Material to process
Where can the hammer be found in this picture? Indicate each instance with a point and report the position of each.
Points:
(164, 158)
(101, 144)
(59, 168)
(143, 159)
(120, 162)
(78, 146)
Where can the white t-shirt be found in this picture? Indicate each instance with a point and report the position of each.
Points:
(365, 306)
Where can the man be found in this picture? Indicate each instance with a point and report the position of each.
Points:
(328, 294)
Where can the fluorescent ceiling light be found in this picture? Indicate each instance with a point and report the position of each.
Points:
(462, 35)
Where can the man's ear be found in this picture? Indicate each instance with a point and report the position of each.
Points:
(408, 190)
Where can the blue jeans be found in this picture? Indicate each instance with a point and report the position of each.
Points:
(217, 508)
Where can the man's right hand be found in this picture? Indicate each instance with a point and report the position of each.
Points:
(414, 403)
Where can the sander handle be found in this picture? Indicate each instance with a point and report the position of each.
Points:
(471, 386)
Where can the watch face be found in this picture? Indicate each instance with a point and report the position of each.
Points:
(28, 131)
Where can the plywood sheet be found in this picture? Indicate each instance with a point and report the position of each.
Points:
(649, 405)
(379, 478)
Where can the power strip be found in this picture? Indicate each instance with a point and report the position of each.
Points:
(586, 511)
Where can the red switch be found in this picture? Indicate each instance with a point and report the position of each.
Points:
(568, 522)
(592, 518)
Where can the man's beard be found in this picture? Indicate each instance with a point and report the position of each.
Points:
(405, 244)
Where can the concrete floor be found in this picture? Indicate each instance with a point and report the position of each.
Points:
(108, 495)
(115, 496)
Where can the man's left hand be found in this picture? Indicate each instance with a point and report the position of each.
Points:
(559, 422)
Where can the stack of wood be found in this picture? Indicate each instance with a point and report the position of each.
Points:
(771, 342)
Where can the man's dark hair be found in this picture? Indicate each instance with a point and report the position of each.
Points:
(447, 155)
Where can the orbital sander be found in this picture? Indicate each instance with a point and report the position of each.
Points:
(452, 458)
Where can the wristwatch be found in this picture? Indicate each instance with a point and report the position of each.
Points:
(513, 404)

Task directions
From the entries, report every line in which the string "sander" occurs.

Solution
Where can the sander handle be found in this picture? Indicate each instance with a point and report the position of each.
Where can the orbital sander be found in this picture? Indicate each instance with a point and report the position of each.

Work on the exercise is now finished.